**Work to complete**
Quote the data starting at the line containing "Point to every instance of the short" and ending at the line containing "Target: short sleeve shirt", both included, leaving out the picture.

**Stored data**

=======

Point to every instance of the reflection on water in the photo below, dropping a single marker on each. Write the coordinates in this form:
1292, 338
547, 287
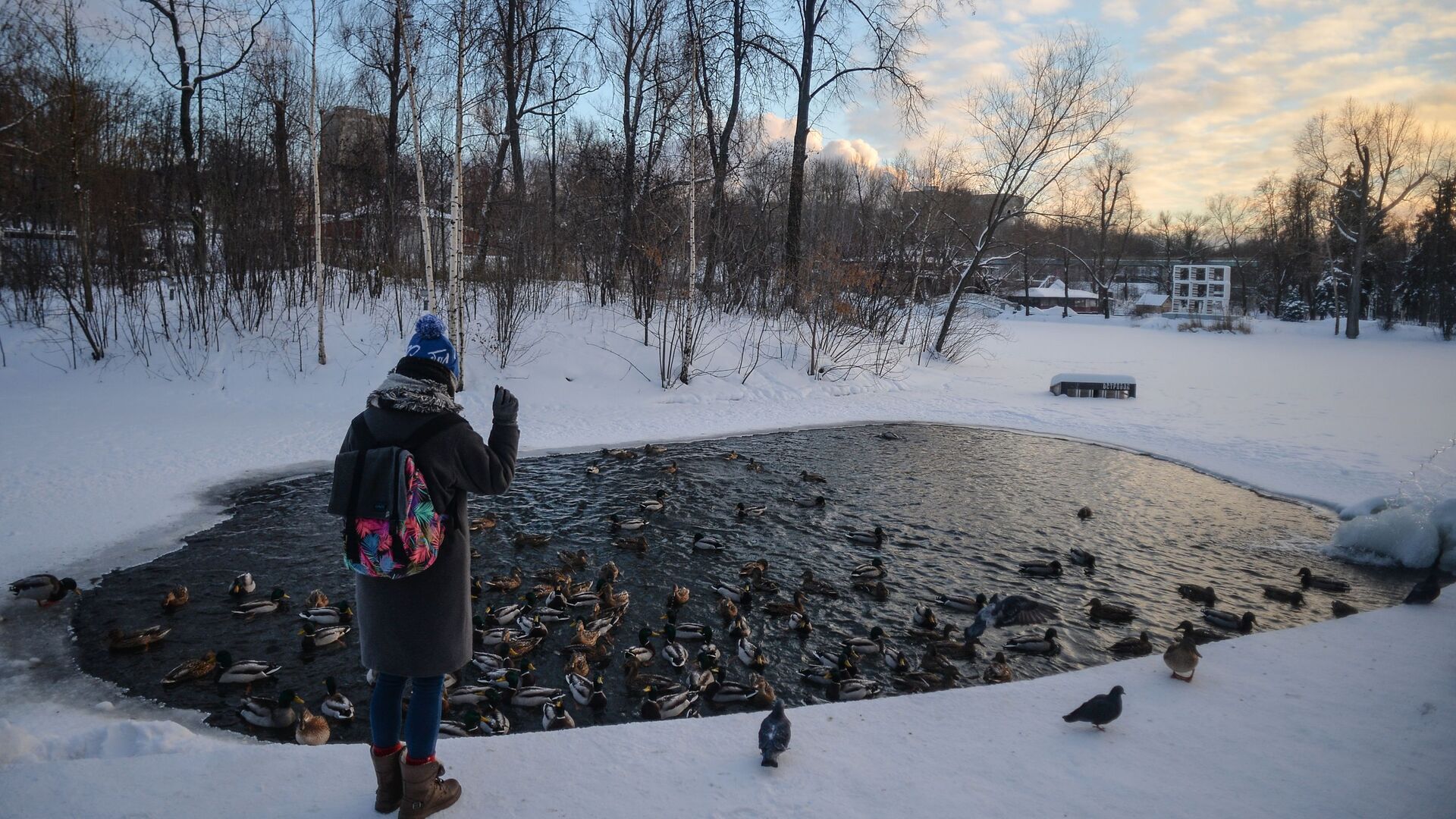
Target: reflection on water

=======

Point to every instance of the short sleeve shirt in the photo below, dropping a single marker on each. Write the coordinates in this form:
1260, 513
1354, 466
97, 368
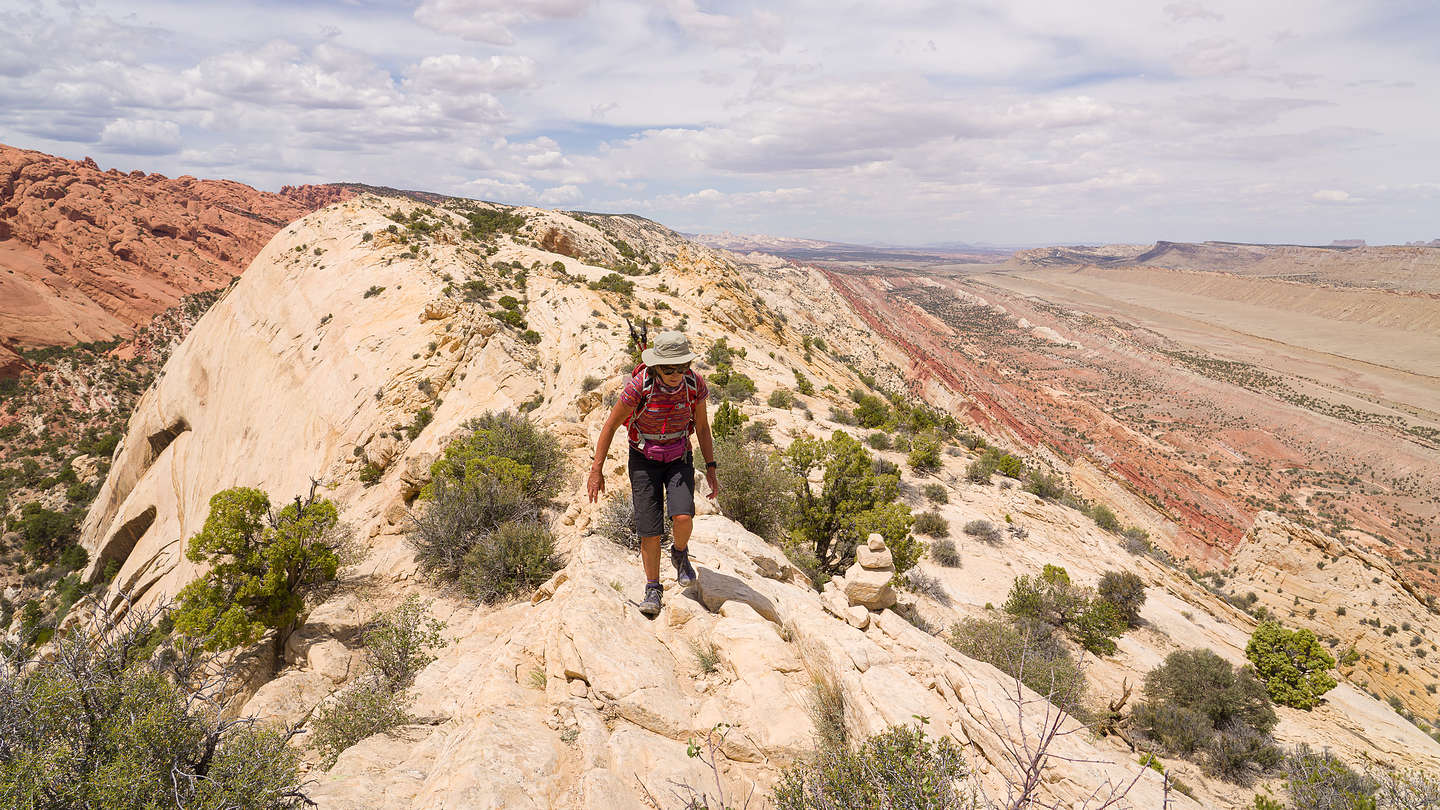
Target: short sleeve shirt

=======

**Exercise output**
Point to every instance of the short sleeve shirt in the photo below, dropping a single marker on each. Write the coordinates in this form:
1260, 513
1354, 466
97, 368
Target: short sleeve shirt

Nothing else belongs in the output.